*Try it*:
Across the material below, how many lines contain the word "dark"? Give only the number.

*Material to process*:
* * * * *
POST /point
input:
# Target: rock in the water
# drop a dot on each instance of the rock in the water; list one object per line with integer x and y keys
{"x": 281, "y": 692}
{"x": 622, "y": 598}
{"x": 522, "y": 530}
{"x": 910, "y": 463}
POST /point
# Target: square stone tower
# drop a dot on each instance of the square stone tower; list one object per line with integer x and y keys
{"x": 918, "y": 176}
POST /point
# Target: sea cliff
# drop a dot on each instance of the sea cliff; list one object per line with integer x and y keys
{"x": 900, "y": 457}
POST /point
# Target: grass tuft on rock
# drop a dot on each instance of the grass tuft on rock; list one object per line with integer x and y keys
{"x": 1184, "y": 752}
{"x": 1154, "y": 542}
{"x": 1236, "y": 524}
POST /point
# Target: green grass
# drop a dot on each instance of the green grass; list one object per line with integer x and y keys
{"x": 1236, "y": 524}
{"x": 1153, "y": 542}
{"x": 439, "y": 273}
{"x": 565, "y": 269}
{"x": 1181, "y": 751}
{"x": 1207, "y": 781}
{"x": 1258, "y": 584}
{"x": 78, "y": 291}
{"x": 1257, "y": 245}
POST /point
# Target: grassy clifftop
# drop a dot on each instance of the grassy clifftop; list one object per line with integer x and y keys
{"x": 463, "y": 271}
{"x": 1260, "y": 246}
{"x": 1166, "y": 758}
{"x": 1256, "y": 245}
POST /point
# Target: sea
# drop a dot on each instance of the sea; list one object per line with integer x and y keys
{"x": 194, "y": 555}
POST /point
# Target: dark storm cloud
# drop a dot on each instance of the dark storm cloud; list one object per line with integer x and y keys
* * * * *
*Result for this task*:
2